■ TEXT:

────────────────────

- Origin: Oakland, California
- Genres: Indie rock - Dream pop
- Years active: 2002–2010;
- Label: Black Seal
- Past members: Ryan Karazija Alicia Marie Campbell Michael Knox James Leste

= Audrye Sessions =

American band

Audrye Sessions was an American indie rock band fronted by Ryan Karazija.

==History==
Audrye Sessions was founded in 2002 by singer Ryan Karazija, who was later joined by Alicia Marie Campbell. Soon after, Michael Knox joined the band through a Craigslist ad. They began playing coffeehouses in their hometown of Livermore, California. In a San Francisco Chronicle profile, they described themselves as having a "very Brit-rock feel like the Beatles meet Muse." The band has been compared to Muse, Coldplay, Oasis, Radiohead, and The Verve.

In 2007 they won a spot on Live 105's BFD summer concert, and played at San Francisco's Noise Pop and Austin's SXSW music festivals. Their final line-up consisted of Karazija, Campbell, Knox, and James Leste. Musicians who also performed or toured with Audrye Sessions include violinist Anton Patzner and drummer Alex Feldman.

────────────────────

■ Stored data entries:
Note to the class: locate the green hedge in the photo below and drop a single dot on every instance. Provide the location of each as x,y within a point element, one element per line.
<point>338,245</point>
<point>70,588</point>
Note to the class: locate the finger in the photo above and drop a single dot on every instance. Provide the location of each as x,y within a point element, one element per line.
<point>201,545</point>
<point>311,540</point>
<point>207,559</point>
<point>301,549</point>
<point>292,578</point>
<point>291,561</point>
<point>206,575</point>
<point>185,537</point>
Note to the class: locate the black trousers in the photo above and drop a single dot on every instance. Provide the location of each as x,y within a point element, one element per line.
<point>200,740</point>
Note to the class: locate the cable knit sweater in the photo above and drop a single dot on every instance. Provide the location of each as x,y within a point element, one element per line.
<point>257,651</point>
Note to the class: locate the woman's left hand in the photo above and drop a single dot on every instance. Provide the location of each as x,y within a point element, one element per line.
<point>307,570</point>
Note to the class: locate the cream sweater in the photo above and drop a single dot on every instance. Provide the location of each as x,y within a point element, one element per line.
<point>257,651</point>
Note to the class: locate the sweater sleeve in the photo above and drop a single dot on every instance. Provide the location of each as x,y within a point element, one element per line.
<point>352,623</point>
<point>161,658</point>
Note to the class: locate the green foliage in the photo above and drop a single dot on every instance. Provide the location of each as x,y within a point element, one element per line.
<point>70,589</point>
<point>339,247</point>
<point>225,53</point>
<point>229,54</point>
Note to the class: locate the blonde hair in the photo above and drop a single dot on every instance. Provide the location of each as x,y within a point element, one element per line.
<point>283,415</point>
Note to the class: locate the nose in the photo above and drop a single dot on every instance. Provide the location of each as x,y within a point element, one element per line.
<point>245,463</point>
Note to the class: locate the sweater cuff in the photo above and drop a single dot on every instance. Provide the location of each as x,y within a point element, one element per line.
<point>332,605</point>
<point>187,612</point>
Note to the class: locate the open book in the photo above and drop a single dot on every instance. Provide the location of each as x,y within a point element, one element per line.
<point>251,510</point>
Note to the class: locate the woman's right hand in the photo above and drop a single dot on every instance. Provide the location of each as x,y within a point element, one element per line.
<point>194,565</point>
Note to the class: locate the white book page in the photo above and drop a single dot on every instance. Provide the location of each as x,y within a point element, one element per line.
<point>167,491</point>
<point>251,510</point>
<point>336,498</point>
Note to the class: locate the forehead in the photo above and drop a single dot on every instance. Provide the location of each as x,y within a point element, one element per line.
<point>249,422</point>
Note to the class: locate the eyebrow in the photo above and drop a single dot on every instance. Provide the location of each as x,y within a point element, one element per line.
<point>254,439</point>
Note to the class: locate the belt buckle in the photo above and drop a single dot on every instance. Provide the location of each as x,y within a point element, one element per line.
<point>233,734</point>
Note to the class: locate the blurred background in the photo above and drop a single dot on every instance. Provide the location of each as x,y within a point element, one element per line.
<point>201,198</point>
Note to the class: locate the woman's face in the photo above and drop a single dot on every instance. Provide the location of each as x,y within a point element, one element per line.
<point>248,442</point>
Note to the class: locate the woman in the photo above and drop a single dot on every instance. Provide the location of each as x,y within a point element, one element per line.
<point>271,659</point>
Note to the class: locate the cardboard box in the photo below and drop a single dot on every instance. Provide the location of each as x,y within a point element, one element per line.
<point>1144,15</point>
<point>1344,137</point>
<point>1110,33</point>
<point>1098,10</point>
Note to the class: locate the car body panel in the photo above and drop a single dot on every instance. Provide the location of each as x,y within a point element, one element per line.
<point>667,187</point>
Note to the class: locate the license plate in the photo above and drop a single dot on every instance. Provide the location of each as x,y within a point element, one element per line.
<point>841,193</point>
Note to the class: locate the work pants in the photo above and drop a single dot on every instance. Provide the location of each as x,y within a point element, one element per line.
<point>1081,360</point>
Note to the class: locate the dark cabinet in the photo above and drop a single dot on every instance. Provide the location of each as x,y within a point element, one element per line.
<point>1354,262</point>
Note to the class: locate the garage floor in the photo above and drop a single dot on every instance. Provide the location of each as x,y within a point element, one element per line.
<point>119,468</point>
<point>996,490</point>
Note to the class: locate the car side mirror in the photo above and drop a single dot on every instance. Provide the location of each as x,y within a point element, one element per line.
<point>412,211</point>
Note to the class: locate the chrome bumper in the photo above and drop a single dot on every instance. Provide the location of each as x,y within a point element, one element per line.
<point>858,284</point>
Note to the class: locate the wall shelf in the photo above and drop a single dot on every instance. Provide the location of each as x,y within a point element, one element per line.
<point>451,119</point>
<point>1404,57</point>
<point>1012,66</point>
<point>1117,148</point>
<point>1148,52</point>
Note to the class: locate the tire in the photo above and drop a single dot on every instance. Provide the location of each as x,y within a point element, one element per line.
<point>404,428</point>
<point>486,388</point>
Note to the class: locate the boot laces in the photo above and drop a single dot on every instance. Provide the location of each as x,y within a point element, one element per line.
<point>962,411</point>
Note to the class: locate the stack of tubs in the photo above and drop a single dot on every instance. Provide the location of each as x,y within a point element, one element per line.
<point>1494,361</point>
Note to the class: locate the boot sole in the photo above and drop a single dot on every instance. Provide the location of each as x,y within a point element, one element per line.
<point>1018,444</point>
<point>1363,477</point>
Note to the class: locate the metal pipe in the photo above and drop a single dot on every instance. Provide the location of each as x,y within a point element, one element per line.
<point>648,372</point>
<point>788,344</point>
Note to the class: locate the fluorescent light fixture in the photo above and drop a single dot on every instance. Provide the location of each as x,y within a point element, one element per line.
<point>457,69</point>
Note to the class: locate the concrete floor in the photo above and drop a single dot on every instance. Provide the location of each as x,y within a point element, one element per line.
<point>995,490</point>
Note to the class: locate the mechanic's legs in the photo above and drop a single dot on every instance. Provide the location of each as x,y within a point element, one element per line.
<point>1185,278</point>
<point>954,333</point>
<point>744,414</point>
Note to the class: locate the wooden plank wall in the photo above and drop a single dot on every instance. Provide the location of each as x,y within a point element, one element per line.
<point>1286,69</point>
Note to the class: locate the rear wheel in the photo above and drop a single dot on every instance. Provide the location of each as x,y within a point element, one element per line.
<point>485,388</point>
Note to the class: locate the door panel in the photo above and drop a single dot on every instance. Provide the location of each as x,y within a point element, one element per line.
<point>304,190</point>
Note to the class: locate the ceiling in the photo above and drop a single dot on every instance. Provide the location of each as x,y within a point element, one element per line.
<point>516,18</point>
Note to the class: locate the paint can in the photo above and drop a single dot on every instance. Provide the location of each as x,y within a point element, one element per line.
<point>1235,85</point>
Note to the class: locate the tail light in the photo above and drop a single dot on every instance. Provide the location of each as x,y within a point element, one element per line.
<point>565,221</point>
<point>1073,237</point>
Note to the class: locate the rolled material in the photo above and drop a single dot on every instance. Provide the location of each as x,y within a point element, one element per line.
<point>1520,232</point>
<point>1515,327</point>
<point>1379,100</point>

────────────────────

■ DIRECTION 1:
Edit the records from their beginning through the line containing "<point>283,415</point>", inclusive, replacing "sweater" with "jumper" and leaving everything else unchanged.
■ DIRECTION 2:
Resume the text on the band Audrye Sessions from the point at which it stops.
The text and the records were drawn from unrelated sources.

■ EXERCISE RESPONSE 1:
Note to the class: locate the green hedge in the photo below and drop a single dot on every instance. Provide the location of each as x,y within a point element, one element per line.
<point>338,245</point>
<point>70,588</point>
Note to the class: locate the finger in the photo above and drop a single dot on every instance. Provide the location of each as x,y within a point element, one element per line.
<point>201,545</point>
<point>311,540</point>
<point>207,559</point>
<point>301,549</point>
<point>292,578</point>
<point>291,561</point>
<point>206,575</point>
<point>185,537</point>
Note to the class: locate the black trousers in the photo above and drop a single dot on every instance. Provide the location of each as x,y within a point element, one element per line.
<point>200,740</point>
Note to the class: locate the cable knit jumper in the photo above and drop a single dot on every instance. Provide the location of each as x,y within a point element, one element per line.
<point>257,651</point>
Note to the class: locate the woman's left hand in the photo above and drop a single dot on every instance. Provide the location of each as x,y within a point element, one element per line.
<point>307,570</point>
Note to the class: locate the cream jumper in the photo above and drop a single dot on every instance. Provide the location of each as x,y within a point element, one element per line.
<point>257,651</point>
Note to the class: locate the jumper sleeve in the photo above and drop a single dot on every instance. Provide the location of each as x,y within a point element, one element per line.
<point>352,623</point>
<point>161,658</point>
Note to the class: locate the green foliage in the photo above and drop a single dot on every instance. Provide the location of each as x,y within a point element, one element per line.
<point>70,589</point>
<point>339,247</point>
<point>225,53</point>
<point>229,54</point>
Note to the class: locate the blonde hair in the photo above and drop a single dot on every instance. Provide the location of each as x,y within a point element, one element per line.
<point>283,415</point>

■ EXERCISE RESPONSE 2:
They released a self-titled Audrye Sessions EP in October 2008 through Black Seal, a unit of RCA Records. The band's self-titled full-length album was released on February 17, 2009. In the fall of 2009, they recorded "Turn Me Off" in Simlish. The song was later featured in The Sims 3: World Adventures, the first expansion pack for The Sims 3.

Their music was featured in the television show Celebrity Rehab with Dr. Drew. In the summer of 2010, they released an EP called An Otherwise Perfect Day. On August 27, 2010, the band performed their final show in Oakland. Ryan Karazija subsequently relocated to Reykjavík, Iceland and started the new band Low Roar.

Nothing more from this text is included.